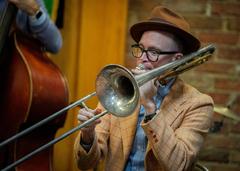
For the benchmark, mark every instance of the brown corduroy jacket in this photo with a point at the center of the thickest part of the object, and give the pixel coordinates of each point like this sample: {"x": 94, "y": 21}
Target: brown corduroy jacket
{"x": 175, "y": 135}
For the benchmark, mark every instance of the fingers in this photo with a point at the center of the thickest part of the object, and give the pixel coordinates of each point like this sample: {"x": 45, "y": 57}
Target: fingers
{"x": 86, "y": 114}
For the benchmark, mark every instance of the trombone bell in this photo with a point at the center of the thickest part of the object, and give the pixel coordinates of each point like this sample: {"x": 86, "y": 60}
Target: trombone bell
{"x": 117, "y": 90}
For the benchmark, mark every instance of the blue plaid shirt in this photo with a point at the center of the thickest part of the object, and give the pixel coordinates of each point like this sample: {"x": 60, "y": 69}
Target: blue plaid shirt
{"x": 135, "y": 161}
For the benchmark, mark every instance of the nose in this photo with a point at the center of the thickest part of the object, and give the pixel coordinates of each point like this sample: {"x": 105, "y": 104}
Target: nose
{"x": 144, "y": 56}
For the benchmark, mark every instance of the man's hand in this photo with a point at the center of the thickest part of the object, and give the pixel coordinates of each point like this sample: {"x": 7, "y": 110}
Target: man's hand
{"x": 88, "y": 132}
{"x": 31, "y": 7}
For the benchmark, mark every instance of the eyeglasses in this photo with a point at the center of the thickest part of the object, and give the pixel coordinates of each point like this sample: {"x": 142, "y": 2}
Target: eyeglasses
{"x": 152, "y": 54}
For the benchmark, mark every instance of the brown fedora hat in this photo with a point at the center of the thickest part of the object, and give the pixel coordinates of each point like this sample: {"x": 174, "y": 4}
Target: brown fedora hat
{"x": 164, "y": 19}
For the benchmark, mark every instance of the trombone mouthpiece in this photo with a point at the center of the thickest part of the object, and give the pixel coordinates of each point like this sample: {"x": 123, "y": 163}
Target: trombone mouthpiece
{"x": 140, "y": 67}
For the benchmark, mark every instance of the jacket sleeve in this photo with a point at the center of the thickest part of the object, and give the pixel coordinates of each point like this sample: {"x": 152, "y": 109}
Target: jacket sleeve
{"x": 176, "y": 149}
{"x": 87, "y": 160}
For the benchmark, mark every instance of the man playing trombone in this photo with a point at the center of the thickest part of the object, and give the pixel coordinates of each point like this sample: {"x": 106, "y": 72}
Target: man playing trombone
{"x": 167, "y": 130}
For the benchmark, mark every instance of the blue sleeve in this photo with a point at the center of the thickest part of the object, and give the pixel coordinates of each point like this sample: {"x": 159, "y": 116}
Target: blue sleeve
{"x": 42, "y": 29}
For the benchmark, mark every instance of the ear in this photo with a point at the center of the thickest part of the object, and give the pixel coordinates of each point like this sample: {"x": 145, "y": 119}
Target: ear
{"x": 177, "y": 56}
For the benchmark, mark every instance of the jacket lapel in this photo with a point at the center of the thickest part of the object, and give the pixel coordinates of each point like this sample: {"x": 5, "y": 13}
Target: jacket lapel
{"x": 171, "y": 105}
{"x": 128, "y": 130}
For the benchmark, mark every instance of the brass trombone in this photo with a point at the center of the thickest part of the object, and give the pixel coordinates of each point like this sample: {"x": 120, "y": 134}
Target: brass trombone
{"x": 118, "y": 92}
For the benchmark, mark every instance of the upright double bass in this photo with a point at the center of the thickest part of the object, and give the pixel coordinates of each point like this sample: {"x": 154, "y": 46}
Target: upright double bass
{"x": 31, "y": 88}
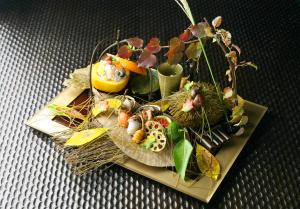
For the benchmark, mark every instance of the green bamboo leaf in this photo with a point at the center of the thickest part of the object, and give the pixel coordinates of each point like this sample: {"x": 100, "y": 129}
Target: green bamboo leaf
{"x": 181, "y": 155}
{"x": 173, "y": 132}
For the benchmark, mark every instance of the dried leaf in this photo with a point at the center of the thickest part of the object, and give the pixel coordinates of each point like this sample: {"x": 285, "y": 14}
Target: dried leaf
{"x": 181, "y": 155}
{"x": 193, "y": 51}
{"x": 207, "y": 163}
{"x": 100, "y": 107}
{"x": 154, "y": 45}
{"x": 66, "y": 111}
{"x": 187, "y": 106}
{"x": 83, "y": 137}
{"x": 136, "y": 42}
{"x": 124, "y": 52}
{"x": 217, "y": 22}
{"x": 80, "y": 78}
{"x": 146, "y": 59}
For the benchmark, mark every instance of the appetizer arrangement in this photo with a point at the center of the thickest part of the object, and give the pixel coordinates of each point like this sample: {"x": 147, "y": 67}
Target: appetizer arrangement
{"x": 154, "y": 112}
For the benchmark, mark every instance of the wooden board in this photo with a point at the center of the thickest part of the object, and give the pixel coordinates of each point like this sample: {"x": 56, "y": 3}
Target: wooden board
{"x": 202, "y": 189}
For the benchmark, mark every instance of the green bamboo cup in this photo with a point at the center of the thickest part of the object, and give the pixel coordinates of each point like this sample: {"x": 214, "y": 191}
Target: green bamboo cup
{"x": 169, "y": 77}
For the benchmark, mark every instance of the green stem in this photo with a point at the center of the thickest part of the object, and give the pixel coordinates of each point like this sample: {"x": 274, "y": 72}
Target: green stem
{"x": 212, "y": 75}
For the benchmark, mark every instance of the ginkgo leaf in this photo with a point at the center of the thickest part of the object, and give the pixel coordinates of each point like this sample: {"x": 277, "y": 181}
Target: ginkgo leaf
{"x": 66, "y": 111}
{"x": 83, "y": 137}
{"x": 136, "y": 42}
{"x": 148, "y": 142}
{"x": 228, "y": 93}
{"x": 207, "y": 163}
{"x": 241, "y": 101}
{"x": 217, "y": 22}
{"x": 114, "y": 103}
{"x": 228, "y": 73}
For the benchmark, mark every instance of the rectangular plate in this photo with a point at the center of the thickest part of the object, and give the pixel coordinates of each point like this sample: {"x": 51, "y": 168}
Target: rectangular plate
{"x": 202, "y": 189}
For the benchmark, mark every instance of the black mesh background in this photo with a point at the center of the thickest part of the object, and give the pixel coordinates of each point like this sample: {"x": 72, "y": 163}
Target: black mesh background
{"x": 42, "y": 41}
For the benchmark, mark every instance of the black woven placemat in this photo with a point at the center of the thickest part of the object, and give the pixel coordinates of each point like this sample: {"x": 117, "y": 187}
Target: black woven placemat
{"x": 42, "y": 41}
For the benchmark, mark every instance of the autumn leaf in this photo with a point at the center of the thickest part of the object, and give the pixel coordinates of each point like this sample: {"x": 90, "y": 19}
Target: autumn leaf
{"x": 237, "y": 48}
{"x": 85, "y": 136}
{"x": 124, "y": 52}
{"x": 217, "y": 22}
{"x": 146, "y": 59}
{"x": 251, "y": 64}
{"x": 136, "y": 42}
{"x": 66, "y": 112}
{"x": 228, "y": 93}
{"x": 153, "y": 45}
{"x": 232, "y": 56}
{"x": 193, "y": 51}
{"x": 187, "y": 106}
{"x": 175, "y": 53}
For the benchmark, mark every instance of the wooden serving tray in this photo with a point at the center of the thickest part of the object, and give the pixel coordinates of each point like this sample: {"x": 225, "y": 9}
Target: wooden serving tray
{"x": 202, "y": 189}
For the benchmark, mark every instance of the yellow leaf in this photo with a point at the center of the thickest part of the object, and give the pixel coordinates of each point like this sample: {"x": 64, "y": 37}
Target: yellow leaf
{"x": 83, "y": 137}
{"x": 114, "y": 103}
{"x": 241, "y": 101}
{"x": 207, "y": 163}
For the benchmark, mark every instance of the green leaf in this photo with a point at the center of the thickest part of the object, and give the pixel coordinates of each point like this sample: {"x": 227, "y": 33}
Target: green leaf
{"x": 207, "y": 163}
{"x": 193, "y": 51}
{"x": 181, "y": 155}
{"x": 237, "y": 113}
{"x": 187, "y": 106}
{"x": 148, "y": 142}
{"x": 173, "y": 132}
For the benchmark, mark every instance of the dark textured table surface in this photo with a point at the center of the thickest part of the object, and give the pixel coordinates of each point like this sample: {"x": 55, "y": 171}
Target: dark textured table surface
{"x": 41, "y": 42}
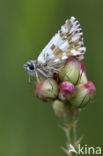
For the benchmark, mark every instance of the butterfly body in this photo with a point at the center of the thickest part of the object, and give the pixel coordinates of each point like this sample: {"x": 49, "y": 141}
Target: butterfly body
{"x": 67, "y": 42}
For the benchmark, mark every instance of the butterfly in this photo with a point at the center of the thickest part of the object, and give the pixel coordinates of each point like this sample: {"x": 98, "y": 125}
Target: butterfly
{"x": 67, "y": 42}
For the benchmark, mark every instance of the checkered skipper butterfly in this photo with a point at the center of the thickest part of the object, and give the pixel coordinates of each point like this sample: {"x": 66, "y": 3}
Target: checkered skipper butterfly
{"x": 67, "y": 42}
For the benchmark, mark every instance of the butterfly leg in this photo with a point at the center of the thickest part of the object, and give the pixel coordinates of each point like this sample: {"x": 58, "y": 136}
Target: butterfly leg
{"x": 31, "y": 82}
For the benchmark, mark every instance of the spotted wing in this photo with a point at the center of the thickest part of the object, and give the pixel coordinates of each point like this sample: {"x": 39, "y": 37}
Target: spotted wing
{"x": 67, "y": 42}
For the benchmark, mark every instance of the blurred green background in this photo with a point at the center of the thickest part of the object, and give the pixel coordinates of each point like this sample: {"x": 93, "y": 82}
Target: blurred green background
{"x": 28, "y": 126}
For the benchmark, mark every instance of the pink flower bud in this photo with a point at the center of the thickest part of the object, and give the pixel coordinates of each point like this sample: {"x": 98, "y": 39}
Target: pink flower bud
{"x": 59, "y": 108}
{"x": 71, "y": 71}
{"x": 66, "y": 90}
{"x": 47, "y": 89}
{"x": 84, "y": 93}
{"x": 83, "y": 77}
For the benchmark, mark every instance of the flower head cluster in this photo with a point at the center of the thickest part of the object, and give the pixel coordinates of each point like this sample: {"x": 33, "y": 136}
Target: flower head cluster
{"x": 70, "y": 85}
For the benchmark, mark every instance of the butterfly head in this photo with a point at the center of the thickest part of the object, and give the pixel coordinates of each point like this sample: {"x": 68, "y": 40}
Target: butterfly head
{"x": 30, "y": 67}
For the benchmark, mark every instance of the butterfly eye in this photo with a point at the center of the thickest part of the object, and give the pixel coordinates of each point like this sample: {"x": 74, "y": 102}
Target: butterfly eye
{"x": 31, "y": 66}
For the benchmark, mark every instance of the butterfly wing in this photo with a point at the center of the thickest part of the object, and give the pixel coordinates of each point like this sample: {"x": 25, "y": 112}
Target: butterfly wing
{"x": 67, "y": 42}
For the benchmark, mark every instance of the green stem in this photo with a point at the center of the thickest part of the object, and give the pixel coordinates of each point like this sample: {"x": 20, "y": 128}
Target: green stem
{"x": 70, "y": 131}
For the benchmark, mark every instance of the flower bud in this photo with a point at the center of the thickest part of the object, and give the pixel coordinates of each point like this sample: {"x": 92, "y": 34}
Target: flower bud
{"x": 66, "y": 90}
{"x": 59, "y": 108}
{"x": 47, "y": 89}
{"x": 83, "y": 94}
{"x": 83, "y": 77}
{"x": 71, "y": 71}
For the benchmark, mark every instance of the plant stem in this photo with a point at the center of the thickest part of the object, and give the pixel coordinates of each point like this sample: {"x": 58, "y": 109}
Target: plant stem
{"x": 70, "y": 131}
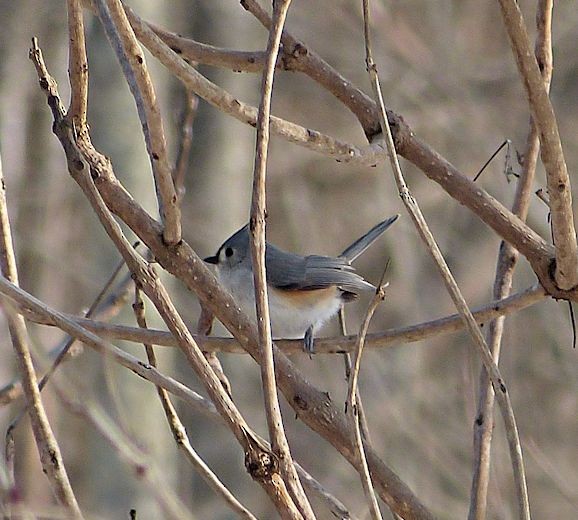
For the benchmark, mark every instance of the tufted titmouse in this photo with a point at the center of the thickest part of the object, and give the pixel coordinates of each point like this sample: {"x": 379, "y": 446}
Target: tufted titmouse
{"x": 304, "y": 291}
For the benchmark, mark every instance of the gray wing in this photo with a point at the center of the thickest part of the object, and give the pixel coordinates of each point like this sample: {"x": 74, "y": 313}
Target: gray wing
{"x": 294, "y": 272}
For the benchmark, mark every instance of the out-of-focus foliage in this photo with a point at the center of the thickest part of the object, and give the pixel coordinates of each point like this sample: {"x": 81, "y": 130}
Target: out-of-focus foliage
{"x": 447, "y": 68}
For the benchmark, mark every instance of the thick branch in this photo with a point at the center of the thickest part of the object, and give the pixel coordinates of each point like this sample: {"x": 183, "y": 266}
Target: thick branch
{"x": 132, "y": 61}
{"x": 48, "y": 448}
{"x": 558, "y": 181}
{"x": 337, "y": 345}
{"x": 507, "y": 260}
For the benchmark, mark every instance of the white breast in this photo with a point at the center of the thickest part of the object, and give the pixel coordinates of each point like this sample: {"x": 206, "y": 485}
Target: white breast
{"x": 291, "y": 312}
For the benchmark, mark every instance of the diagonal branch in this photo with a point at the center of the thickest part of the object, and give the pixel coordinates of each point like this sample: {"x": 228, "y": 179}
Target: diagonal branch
{"x": 48, "y": 448}
{"x": 313, "y": 406}
{"x": 507, "y": 260}
{"x": 178, "y": 429}
{"x": 539, "y": 253}
{"x": 452, "y": 287}
{"x": 338, "y": 345}
{"x": 277, "y": 436}
{"x": 557, "y": 178}
{"x": 132, "y": 61}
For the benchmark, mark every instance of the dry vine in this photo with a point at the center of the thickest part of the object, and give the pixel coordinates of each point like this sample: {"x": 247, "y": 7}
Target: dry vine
{"x": 556, "y": 266}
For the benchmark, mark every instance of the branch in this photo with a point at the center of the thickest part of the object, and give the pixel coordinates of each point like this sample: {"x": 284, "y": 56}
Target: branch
{"x": 337, "y": 345}
{"x": 247, "y": 114}
{"x": 77, "y": 65}
{"x": 312, "y": 406}
{"x": 507, "y": 260}
{"x": 171, "y": 506}
{"x": 351, "y": 405}
{"x": 68, "y": 325}
{"x": 277, "y": 436}
{"x": 452, "y": 288}
{"x": 558, "y": 181}
{"x": 132, "y": 61}
{"x": 48, "y": 448}
{"x": 539, "y": 253}
{"x": 178, "y": 429}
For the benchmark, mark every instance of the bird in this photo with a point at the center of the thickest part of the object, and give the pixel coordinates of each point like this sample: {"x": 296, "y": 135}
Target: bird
{"x": 304, "y": 291}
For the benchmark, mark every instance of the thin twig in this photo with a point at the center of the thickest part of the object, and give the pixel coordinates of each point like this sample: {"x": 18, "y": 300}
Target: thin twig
{"x": 351, "y": 402}
{"x": 337, "y": 345}
{"x": 558, "y": 181}
{"x": 132, "y": 61}
{"x": 77, "y": 65}
{"x": 481, "y": 170}
{"x": 48, "y": 448}
{"x": 64, "y": 351}
{"x": 277, "y": 436}
{"x": 312, "y": 405}
{"x": 507, "y": 259}
{"x": 538, "y": 252}
{"x": 186, "y": 143}
{"x": 224, "y": 101}
{"x": 453, "y": 289}
{"x": 111, "y": 307}
{"x": 170, "y": 504}
{"x": 144, "y": 370}
{"x": 178, "y": 429}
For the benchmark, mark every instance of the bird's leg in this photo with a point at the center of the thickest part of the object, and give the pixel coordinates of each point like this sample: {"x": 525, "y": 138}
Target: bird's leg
{"x": 308, "y": 341}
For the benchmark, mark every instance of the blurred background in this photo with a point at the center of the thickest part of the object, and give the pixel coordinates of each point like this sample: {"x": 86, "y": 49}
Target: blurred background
{"x": 447, "y": 68}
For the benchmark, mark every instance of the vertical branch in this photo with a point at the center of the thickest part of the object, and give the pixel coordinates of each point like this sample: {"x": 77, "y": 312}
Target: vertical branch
{"x": 557, "y": 178}
{"x": 351, "y": 403}
{"x": 507, "y": 260}
{"x": 48, "y": 449}
{"x": 131, "y": 58}
{"x": 77, "y": 65}
{"x": 178, "y": 429}
{"x": 186, "y": 142}
{"x": 259, "y": 461}
{"x": 419, "y": 221}
{"x": 277, "y": 437}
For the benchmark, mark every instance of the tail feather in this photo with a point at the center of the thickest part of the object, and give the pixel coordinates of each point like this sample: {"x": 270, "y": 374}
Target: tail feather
{"x": 361, "y": 244}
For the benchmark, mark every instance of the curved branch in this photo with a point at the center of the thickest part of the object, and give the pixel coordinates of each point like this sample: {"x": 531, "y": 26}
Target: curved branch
{"x": 539, "y": 253}
{"x": 337, "y": 345}
{"x": 558, "y": 181}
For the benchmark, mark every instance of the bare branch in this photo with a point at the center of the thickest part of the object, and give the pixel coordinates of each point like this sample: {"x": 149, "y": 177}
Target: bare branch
{"x": 312, "y": 406}
{"x": 337, "y": 345}
{"x": 247, "y": 114}
{"x": 77, "y": 65}
{"x": 148, "y": 372}
{"x": 131, "y": 58}
{"x": 452, "y": 288}
{"x": 351, "y": 402}
{"x": 277, "y": 436}
{"x": 186, "y": 143}
{"x": 178, "y": 429}
{"x": 558, "y": 181}
{"x": 48, "y": 448}
{"x": 507, "y": 260}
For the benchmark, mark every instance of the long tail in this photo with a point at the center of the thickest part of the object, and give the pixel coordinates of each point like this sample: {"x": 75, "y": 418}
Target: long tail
{"x": 361, "y": 244}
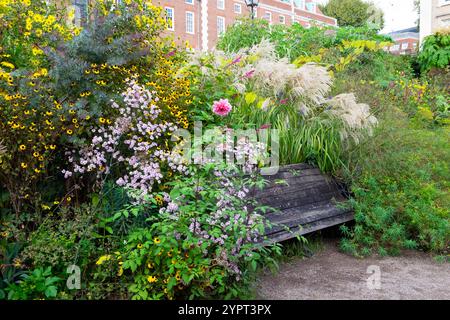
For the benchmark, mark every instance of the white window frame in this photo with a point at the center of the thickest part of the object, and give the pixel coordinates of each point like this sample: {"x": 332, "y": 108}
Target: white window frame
{"x": 220, "y": 18}
{"x": 302, "y": 5}
{"x": 173, "y": 18}
{"x": 237, "y": 5}
{"x": 193, "y": 22}
{"x": 313, "y": 8}
{"x": 445, "y": 22}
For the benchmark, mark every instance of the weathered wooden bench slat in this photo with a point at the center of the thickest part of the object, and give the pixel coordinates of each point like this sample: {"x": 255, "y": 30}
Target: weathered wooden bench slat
{"x": 304, "y": 201}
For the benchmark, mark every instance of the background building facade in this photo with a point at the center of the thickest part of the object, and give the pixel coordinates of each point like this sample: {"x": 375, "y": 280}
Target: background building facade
{"x": 200, "y": 22}
{"x": 434, "y": 14}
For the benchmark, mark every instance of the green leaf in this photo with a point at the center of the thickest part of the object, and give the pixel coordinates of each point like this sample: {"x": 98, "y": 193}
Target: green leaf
{"x": 51, "y": 292}
{"x": 250, "y": 97}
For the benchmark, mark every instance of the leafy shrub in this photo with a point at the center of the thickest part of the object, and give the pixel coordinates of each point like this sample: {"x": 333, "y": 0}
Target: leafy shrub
{"x": 203, "y": 243}
{"x": 267, "y": 91}
{"x": 38, "y": 284}
{"x": 435, "y": 51}
{"x": 400, "y": 197}
{"x": 56, "y": 84}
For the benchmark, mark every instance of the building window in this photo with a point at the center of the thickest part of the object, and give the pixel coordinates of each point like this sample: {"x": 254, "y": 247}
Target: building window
{"x": 299, "y": 4}
{"x": 81, "y": 12}
{"x": 445, "y": 22}
{"x": 268, "y": 16}
{"x": 311, "y": 7}
{"x": 170, "y": 18}
{"x": 237, "y": 8}
{"x": 220, "y": 25}
{"x": 190, "y": 22}
{"x": 395, "y": 47}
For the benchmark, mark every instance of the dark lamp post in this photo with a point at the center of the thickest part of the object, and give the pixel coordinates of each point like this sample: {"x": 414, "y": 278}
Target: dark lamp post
{"x": 252, "y": 4}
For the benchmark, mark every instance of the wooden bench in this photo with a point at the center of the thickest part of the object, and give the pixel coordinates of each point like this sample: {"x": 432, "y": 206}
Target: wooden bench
{"x": 304, "y": 201}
· · ·
Task objective:
From the items above, copy the lines beginning at the line that has "For the benchmark, mark every instance of the brown fedora" and stopping after the line that has "Target: brown fedora hat". Switch "fedora" to "bowler" and leave everything else unchanged.

Reply to the exercise:
For the benchmark, mark every instance of the brown bowler hat in this photo with a point at the center of the thickest part of the object, and give the pixel coordinates of each point like this sample: {"x": 174, "y": 4}
Target: brown bowler hat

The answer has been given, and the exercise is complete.